> _Extrait à lire_:
※ ※ ※

La mère d’Ashoka, Diana, a épousé Trungpa à l’âge de 16 ans, et elle a pris son nom tibétain, Mukpo. Elle était à ses côtés dans les années 70, pendant qu’il construisait un empire dérivé du mouvement hippie à Boulder, Colorado, et obtenait une renommée culturelle encore plus grande, en tant que gourou d’Allen Ginsberg et de Joni Mitchell. Contrairement au Dalaï-lama, qui s’en tient aux fondamentaux du Bouddhisme – en minimisant les souffrances de la vie - Trungpa a initié ses étudiants à l’aspect tantrique de la tradition : l’effort pour libérer les énergies de la vie quotidienne afin d’avancer plus vite sur le chemin de l’éveil. Sa communauté, finalement appelée Shambhala, était connue pour ses fêtes alimentées par l’alcool et le sexe, dont on disait pour les justifier qu’il s’agissait d’exercices tantriques – transformant le poison de l’alcool ou libérant chacun de l’attachement à l’amour romantique conventionnel. « Je ne sais pas, mec », dit Ashoka. « Je pense que si ça se passait maintenant et à mon âge, et que je tombais sur une bande de blancs et sur toute cette merde insensée qui se passait à l’époque, je serais parti en courant ».

※ ※ ※

> _Matériel fourni_:
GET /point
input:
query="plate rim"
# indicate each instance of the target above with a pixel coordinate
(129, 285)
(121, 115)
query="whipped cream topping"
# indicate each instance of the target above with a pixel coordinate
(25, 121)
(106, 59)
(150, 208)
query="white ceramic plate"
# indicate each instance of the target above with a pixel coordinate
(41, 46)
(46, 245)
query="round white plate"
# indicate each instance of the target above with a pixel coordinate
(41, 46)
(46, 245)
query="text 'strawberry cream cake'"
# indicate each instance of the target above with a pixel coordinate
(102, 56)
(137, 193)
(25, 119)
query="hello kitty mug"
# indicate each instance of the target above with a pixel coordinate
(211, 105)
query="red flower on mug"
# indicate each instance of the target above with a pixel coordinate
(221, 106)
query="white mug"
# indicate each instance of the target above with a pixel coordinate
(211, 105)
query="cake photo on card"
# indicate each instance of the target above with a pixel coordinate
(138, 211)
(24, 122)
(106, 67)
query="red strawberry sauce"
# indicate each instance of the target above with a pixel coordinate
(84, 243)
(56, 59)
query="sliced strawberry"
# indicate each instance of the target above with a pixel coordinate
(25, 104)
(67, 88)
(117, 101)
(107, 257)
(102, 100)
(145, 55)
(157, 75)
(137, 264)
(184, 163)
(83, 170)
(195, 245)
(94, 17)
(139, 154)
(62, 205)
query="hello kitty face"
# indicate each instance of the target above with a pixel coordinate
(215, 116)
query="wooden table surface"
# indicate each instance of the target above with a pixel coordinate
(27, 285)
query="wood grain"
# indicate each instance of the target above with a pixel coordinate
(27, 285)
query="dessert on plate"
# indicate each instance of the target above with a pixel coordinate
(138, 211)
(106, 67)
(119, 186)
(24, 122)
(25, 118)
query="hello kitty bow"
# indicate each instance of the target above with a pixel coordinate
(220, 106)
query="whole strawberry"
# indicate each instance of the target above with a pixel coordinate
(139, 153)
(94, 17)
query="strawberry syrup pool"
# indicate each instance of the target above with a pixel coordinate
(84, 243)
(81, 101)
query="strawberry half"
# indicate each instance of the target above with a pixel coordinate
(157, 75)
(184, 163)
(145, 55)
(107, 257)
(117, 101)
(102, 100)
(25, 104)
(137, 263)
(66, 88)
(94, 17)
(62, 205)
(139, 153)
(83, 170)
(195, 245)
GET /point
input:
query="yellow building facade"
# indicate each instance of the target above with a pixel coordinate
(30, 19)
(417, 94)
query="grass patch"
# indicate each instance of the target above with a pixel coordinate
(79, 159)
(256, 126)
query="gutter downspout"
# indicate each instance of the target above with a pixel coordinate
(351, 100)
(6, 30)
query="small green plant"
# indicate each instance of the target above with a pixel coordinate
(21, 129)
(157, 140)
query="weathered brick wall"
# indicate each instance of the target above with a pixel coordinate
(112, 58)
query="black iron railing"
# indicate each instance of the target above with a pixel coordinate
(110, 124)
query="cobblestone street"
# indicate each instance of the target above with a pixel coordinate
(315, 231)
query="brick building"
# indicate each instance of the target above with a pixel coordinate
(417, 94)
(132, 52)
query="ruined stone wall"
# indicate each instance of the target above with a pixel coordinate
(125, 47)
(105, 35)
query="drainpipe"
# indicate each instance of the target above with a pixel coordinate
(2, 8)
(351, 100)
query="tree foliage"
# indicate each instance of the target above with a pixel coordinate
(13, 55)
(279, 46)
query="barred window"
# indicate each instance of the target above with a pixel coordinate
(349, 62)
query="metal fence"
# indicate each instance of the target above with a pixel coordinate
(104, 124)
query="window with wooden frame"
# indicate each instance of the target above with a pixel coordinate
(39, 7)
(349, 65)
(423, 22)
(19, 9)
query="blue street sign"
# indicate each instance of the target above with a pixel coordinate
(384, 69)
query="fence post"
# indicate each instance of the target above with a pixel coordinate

※ ※ ※

> _Tâches proposées_:
**A.** Selon l'extrait, comment justifiait-on les fêtes de la communauté Shambhala ? Répondez en une à trois phrases.
**B.** Pour chaque affirmation, dites si elle s'accorde avec l'extrait en répondant par oui ou par non et en citant les mots décisifs de l'extrait : (i) Diana a épousé Trungpa à l'âge de 16 ans ; (ii) le Dalaï-lama initie ses étudiants à l'aspect tantrique de la tradition ; (iii) Ashoka dit que, s'il découvrait aujourd'hui cette communauté à son âge, il y resterait.

> _Réponses complètes_:
**A.** On les justifiait en affirmant qu'il s'agissait d'exercices tantriques. Ces exercices étaient censés transformer le poison de l'alcool ou libérer chacun de l'attachement à l'amour romantique conventionnel.

**B.**
(i) Oui : « a épousé Trungpa à l’âge de 16 ans ».
(ii) Non : « Contrairement au Dalaï-lama, qui s’en tient aux fondamentaux du Bouddhisme ».
(iii) Non : « je serais parti en courant ».